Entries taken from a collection
------------------------------------------------------------------------

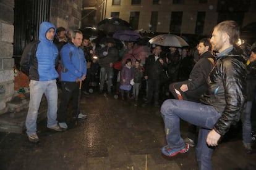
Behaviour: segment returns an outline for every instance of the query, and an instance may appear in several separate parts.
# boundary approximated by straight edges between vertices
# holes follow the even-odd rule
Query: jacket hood
[[[54,29],[55,34],[56,32],[56,28],[53,23],[48,22],[43,22],[40,24],[40,27],[39,28],[39,40],[40,40],[40,41],[43,41],[45,42],[53,41],[53,39],[48,40],[46,37],[46,33],[50,28]]]

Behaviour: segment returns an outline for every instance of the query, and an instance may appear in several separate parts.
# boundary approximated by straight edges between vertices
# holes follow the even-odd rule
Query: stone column
[[[14,0],[0,1],[0,115],[14,96]]]

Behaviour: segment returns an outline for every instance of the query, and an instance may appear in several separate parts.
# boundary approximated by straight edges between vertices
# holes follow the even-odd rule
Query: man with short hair
[[[56,131],[62,130],[56,121],[58,88],[55,69],[58,63],[58,51],[53,44],[55,26],[48,22],[42,22],[39,28],[39,41],[27,46],[20,60],[20,68],[30,79],[29,108],[26,118],[27,134],[32,142],[39,142],[36,134],[36,119],[43,94],[46,97],[47,127]]]
[[[181,137],[182,119],[200,127],[196,148],[199,169],[211,169],[214,147],[231,124],[238,122],[246,99],[245,61],[242,51],[235,44],[239,36],[234,21],[224,21],[214,28],[210,41],[218,52],[218,60],[208,78],[208,90],[200,99],[202,103],[170,99],[162,105],[168,143],[162,148],[164,155],[173,156],[189,150]]]
[[[61,101],[58,110],[59,125],[66,129],[66,115],[70,99],[72,99],[73,117],[86,119],[87,115],[78,110],[80,81],[83,81],[87,75],[87,63],[83,50],[80,47],[83,39],[81,31],[70,32],[71,41],[63,46],[61,51],[62,62]]]
[[[199,41],[197,47],[200,59],[194,65],[189,79],[176,82],[169,87],[169,91],[176,99],[179,99],[176,91],[181,94],[182,100],[199,102],[200,97],[208,89],[207,79],[215,65],[215,57],[211,54],[211,44],[210,39],[203,38]],[[197,126],[191,124],[189,127],[188,137],[185,139],[190,147],[195,146]]]

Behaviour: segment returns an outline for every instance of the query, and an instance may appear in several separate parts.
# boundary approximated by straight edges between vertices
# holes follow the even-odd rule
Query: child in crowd
[[[124,100],[124,92],[127,94],[127,99],[130,99],[130,91],[132,86],[130,81],[134,78],[134,72],[132,69],[132,60],[128,59],[126,61],[126,65],[122,67],[121,72],[120,89],[121,89],[122,100]]]
[[[142,81],[143,71],[142,67],[140,65],[140,60],[137,60],[135,62],[134,68],[134,85],[132,89],[133,98],[135,101],[138,100],[138,95],[140,83]]]

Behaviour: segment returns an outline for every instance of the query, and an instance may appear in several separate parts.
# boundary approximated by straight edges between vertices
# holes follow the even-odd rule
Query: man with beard
[[[241,117],[246,99],[246,68],[242,50],[236,46],[239,28],[232,20],[215,26],[210,39],[217,51],[217,62],[210,73],[208,92],[201,103],[170,99],[161,106],[168,145],[162,148],[167,156],[189,150],[181,137],[180,119],[200,127],[196,154],[200,169],[211,169],[211,156],[221,136]]]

------------------------------------------------------------------------

## The exercise:
Print all of the lines above exactly as they stand, but leave the pictures out of your answer.

## Solution:
Behaviour: segment returns an outline for every instance of the query, and an instance may appear in several separate parts.
# boundary approximated by straight edges between vertices
# holes follow the even-odd rule
Query: jacket hood
[[[54,29],[55,34],[56,32],[56,28],[53,23],[48,22],[43,22],[40,24],[40,27],[39,28],[39,40],[40,40],[40,41],[43,41],[45,42],[53,41],[53,39],[48,40],[46,37],[46,33],[50,28]]]

Behaviour: segment returns an outline for every instance of the query, and an instance may appear in several separate parts.
# boundary approximated by straight edges between vertices
# holes follow the even-odd rule
Query: stone column
[[[14,0],[0,1],[0,115],[14,96]]]

Behaviour: segment returns an outline for every instance of the query, and an instance may appear in several separate parts.
# boundary approximated by straight edges between vertices
# holes follow the even-odd rule
Query: man with short hair
[[[56,131],[62,130],[56,121],[58,88],[55,69],[58,63],[58,51],[53,44],[55,26],[48,22],[42,22],[39,28],[39,41],[27,46],[20,60],[20,68],[30,79],[29,108],[26,118],[27,134],[32,142],[39,142],[36,134],[36,119],[43,94],[46,97],[47,127]]]
[[[181,137],[182,119],[200,127],[196,148],[199,169],[211,169],[214,147],[231,124],[238,122],[246,99],[245,61],[242,51],[235,44],[239,36],[234,21],[224,21],[214,28],[210,41],[218,52],[218,60],[208,78],[208,90],[200,99],[202,103],[170,99],[162,105],[168,143],[162,148],[164,155],[173,156],[189,150]]]
[[[61,101],[58,110],[59,125],[66,129],[66,115],[70,99],[72,99],[73,117],[86,119],[87,115],[78,110],[80,81],[83,81],[87,75],[87,63],[83,50],[80,47],[83,39],[81,31],[70,32],[71,41],[63,46],[61,51],[62,62]]]
[[[199,41],[197,47],[200,59],[194,65],[189,79],[176,82],[169,87],[169,91],[176,99],[179,99],[176,91],[181,94],[182,100],[199,102],[200,97],[208,89],[207,79],[215,65],[215,57],[211,54],[211,44],[210,39],[203,38]],[[197,126],[191,124],[189,127],[188,137],[185,139],[190,147],[195,146]]]

Behaviour: segment returns an outline for every instance of the query, and an instance may appear in several separate parts.
# boundary approximated by straight edges between vertices
# holes follow the even-odd rule
Query: child in crowd
[[[124,100],[124,92],[127,94],[127,99],[130,99],[130,91],[132,86],[130,81],[134,78],[134,72],[132,69],[132,60],[128,59],[126,61],[126,65],[122,67],[121,72],[120,89],[121,89],[122,100]]]
[[[142,81],[143,71],[142,67],[140,65],[140,60],[137,60],[135,62],[134,68],[134,85],[132,89],[133,98],[135,101],[138,100],[138,95],[140,83]]]

Behaviour: segment returns an outline for every instance of the query, and an instance may appear in several separate parts.
# boundary approximated by straight edges between vertices
# holes follow the even-odd rule
Query: man with beard
[[[241,117],[246,99],[246,68],[242,50],[236,46],[239,28],[232,20],[215,26],[210,39],[217,51],[217,62],[210,73],[208,92],[201,103],[170,99],[161,106],[168,145],[162,148],[167,156],[189,150],[181,137],[180,119],[200,127],[196,154],[200,169],[211,169],[211,156],[221,136]]]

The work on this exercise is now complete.